++++ THE INPUT ++++

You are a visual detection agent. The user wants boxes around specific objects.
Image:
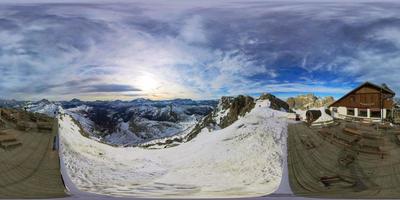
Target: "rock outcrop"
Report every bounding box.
[185,95,255,141]
[258,93,290,112]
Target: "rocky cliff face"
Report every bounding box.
[286,94,335,110]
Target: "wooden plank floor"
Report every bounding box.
[288,122,400,198]
[0,109,67,198]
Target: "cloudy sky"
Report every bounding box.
[0,1,400,100]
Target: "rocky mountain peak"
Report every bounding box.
[258,93,290,112]
[286,94,335,109]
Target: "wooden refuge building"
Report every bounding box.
[329,82,395,121]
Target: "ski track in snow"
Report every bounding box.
[58,101,287,198]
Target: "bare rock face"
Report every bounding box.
[219,95,255,128]
[286,94,335,110]
[259,93,290,112]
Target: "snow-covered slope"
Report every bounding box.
[24,99,59,117]
[62,99,216,146]
[58,100,287,198]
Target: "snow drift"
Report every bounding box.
[58,100,287,198]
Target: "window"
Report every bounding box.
[358,109,368,117]
[371,110,381,118]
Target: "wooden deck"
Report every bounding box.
[288,121,400,198]
[0,109,67,198]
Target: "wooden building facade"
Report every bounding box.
[329,82,395,120]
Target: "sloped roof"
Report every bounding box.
[329,81,396,107]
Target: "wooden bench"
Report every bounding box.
[0,141,22,150]
[300,138,316,150]
[339,154,355,167]
[357,145,388,159]
[0,135,17,143]
[318,129,332,140]
[319,175,355,187]
[343,128,362,136]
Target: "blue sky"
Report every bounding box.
[0,0,400,100]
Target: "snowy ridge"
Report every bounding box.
[25,99,58,117]
[58,98,287,198]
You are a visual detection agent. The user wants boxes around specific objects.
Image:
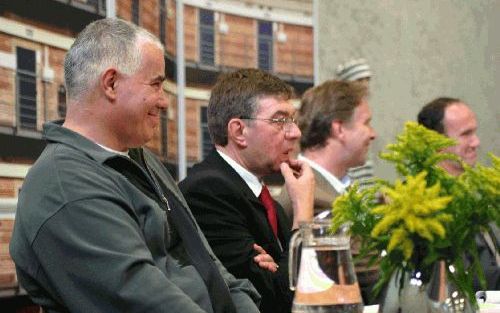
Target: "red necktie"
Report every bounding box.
[259,185,278,238]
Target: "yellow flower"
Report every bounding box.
[371,171,452,260]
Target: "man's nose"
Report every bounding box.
[471,134,481,148]
[285,123,302,140]
[158,90,168,109]
[370,127,377,140]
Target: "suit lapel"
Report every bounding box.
[205,151,291,249]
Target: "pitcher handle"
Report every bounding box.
[288,231,302,291]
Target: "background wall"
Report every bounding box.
[315,0,500,178]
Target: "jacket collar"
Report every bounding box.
[43,120,130,164]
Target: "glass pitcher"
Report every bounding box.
[289,220,363,313]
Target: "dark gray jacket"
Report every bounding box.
[10,123,259,313]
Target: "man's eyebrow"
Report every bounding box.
[152,75,167,82]
[273,110,296,116]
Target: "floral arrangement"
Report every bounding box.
[331,122,500,304]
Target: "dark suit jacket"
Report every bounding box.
[179,151,293,313]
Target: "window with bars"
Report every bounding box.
[199,9,215,65]
[132,0,139,25]
[257,21,273,72]
[16,47,37,130]
[158,0,167,45]
[200,107,214,159]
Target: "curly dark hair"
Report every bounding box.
[207,69,293,146]
[417,97,462,134]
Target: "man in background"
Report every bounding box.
[10,19,259,313]
[418,97,500,290]
[276,80,378,303]
[335,59,374,188]
[179,69,314,313]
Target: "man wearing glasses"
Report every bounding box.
[180,69,314,313]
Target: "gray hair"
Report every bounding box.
[64,18,164,99]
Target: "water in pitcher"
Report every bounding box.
[292,244,363,313]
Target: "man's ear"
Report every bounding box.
[330,120,344,140]
[99,68,118,100]
[227,118,248,148]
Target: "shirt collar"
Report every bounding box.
[96,142,130,158]
[216,150,262,198]
[298,154,351,194]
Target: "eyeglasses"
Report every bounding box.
[240,116,297,132]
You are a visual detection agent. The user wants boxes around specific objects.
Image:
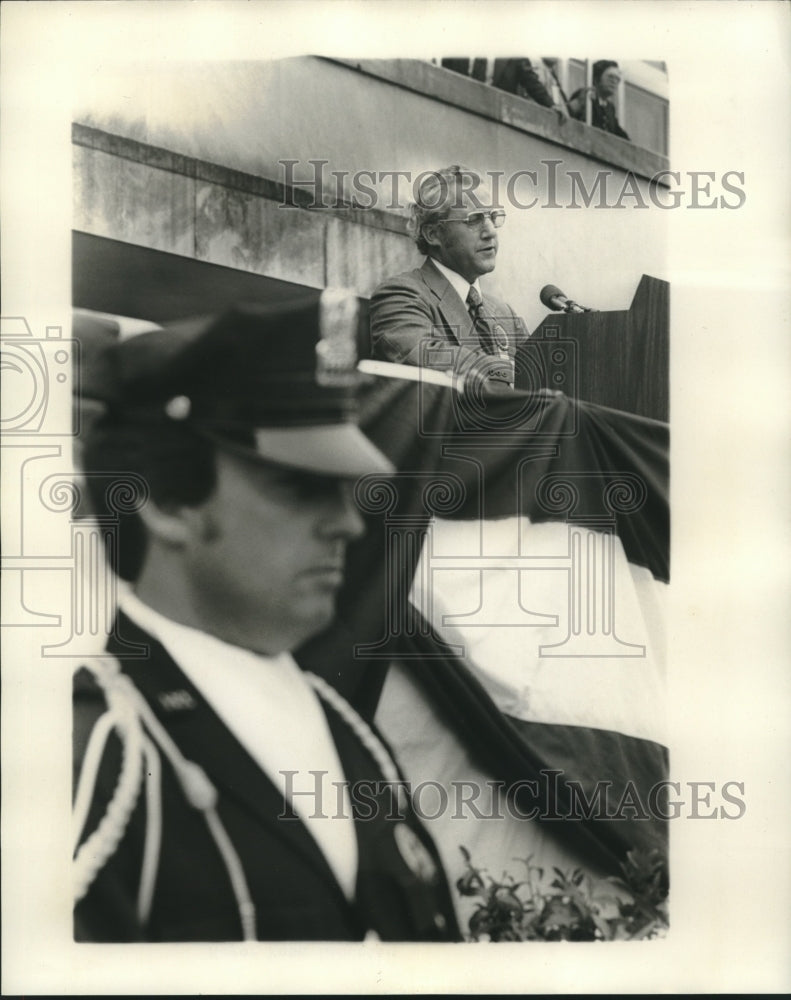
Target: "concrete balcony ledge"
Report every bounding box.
[322,57,670,186]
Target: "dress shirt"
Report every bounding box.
[119,591,358,900]
[431,257,483,309]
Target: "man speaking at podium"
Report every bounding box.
[371,165,528,392]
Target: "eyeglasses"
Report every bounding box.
[438,208,505,229]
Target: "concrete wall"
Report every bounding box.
[74,57,666,327]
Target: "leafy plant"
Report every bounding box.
[456,847,668,941]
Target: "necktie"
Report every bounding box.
[467,285,498,354]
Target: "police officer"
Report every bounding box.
[74,290,459,941]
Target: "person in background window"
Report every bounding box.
[492,59,568,124]
[569,59,629,139]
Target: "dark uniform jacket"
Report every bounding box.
[371,258,528,381]
[74,615,459,942]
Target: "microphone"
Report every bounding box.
[539,285,593,313]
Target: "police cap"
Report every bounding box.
[100,288,393,478]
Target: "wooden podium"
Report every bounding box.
[516,274,670,421]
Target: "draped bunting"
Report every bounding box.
[300,378,669,884]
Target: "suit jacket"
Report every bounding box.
[74,615,459,942]
[371,258,528,383]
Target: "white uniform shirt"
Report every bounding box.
[119,592,358,900]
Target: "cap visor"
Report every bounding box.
[255,424,395,479]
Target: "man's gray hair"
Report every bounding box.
[407,163,488,254]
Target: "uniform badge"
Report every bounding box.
[494,323,508,353]
[316,288,360,387]
[393,823,437,882]
[157,690,197,712]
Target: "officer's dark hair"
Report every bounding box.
[82,416,217,582]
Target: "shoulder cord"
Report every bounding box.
[304,670,407,808]
[75,657,406,941]
[75,657,256,941]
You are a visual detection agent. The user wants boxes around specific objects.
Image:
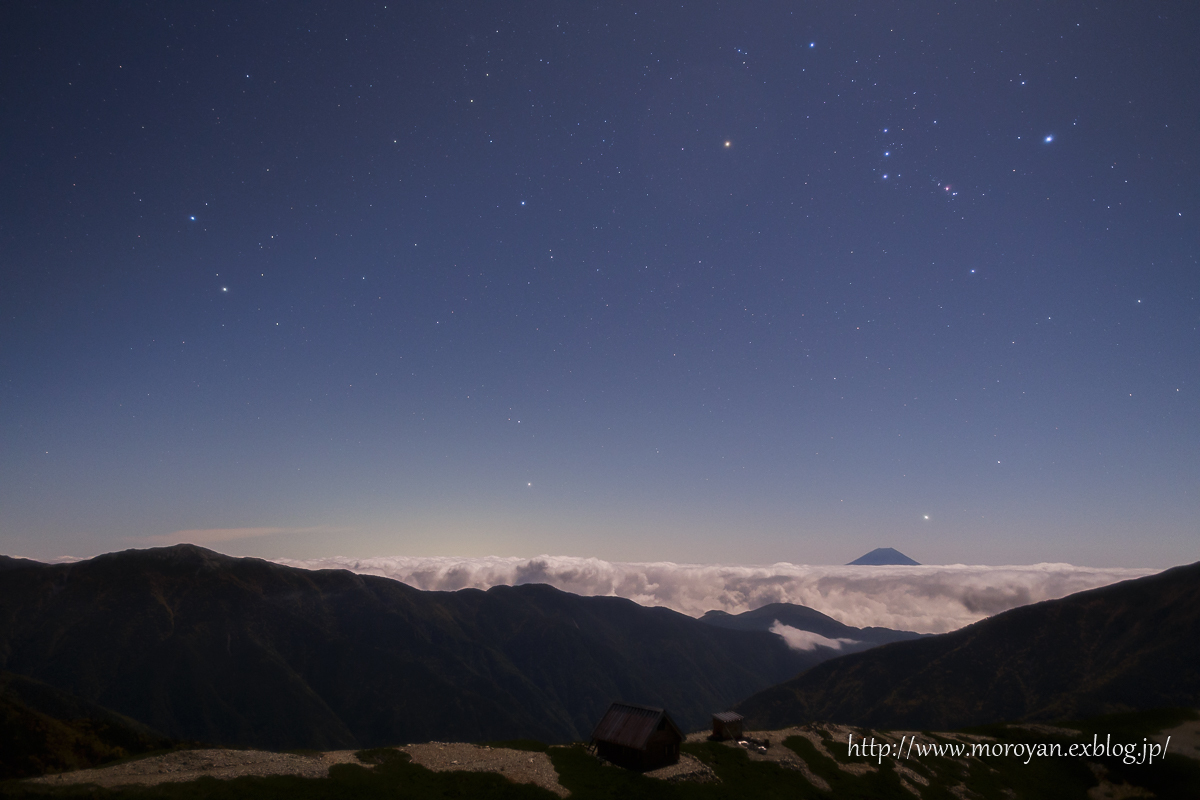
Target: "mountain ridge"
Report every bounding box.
[0,545,844,750]
[737,563,1200,730]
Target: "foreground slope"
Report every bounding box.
[0,546,820,748]
[738,564,1200,730]
[0,672,176,778]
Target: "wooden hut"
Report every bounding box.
[713,711,744,741]
[592,703,684,770]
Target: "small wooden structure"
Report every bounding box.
[712,711,745,741]
[592,703,684,770]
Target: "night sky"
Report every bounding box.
[0,1,1200,567]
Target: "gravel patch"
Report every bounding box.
[29,750,359,788]
[400,741,570,798]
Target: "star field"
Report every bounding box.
[0,2,1200,567]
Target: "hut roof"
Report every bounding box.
[592,703,684,750]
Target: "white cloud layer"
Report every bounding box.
[276,555,1158,633]
[770,619,858,650]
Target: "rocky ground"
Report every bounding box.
[21,721,1200,800]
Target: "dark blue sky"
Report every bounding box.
[0,2,1200,566]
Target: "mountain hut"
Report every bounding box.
[592,703,684,770]
[712,711,745,741]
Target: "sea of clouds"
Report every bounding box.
[276,555,1158,633]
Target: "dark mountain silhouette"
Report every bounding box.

++++

:: PROBLEM TO SOLVE ::
Reproduce the listing from its beginning through the line containing "[58,98,287,198]", changing "Target" to "Object" wherever it occurs and keeping everything else unchanged. Leave the pictures out of your answer.

:: SOLVED EXERCISE ::
You are a visual detection agent. The user wants boxes around specific objects.
Image:
Object: "rock outcrop"
Report every bounding box.
[185,95,255,141]
[258,93,290,112]
Object: "rocky cliff face"
Report every bounding box.
[286,94,335,110]
Object: "wooden plank floor"
Report every bounding box.
[288,122,400,198]
[0,109,67,198]
Object: "cloudy sky"
Report every bounding box.
[0,1,400,100]
Object: "rocky mountain peak"
Report every bounding box.
[258,93,290,112]
[286,94,335,109]
Object: "wooden refuge building"
Report every bounding box.
[329,82,395,121]
Object: "ski track in snow"
Report every bounding box.
[58,101,287,198]
Object: "bare rock face"
Report every bounding box.
[219,95,255,128]
[286,94,335,110]
[259,93,290,112]
Object: "snow-covered slope"
Report every bounding box.
[24,99,59,117]
[62,99,216,146]
[58,100,287,198]
Object: "snow drift"
Report every bounding box.
[58,100,287,198]
Object: "window"
Report every bounding box.
[358,109,368,117]
[371,110,381,118]
Object: "wooden deck"
Report every bounding box.
[288,121,400,198]
[0,109,67,198]
Object: "wooden building facade"
Report every bounding box.
[329,82,395,120]
Object: "sloped roof"
Report every bounding box.
[329,81,396,107]
Object: "wooden bench"
Report every bounding box.
[0,141,22,150]
[300,138,316,150]
[339,154,355,167]
[357,145,388,159]
[0,135,17,143]
[318,129,332,140]
[319,175,355,187]
[343,128,362,136]
Object: "blue sky"
Report every bounding box.
[0,0,400,100]
Object: "snowy ridge"
Report every bounding box.
[25,99,58,117]
[58,98,287,198]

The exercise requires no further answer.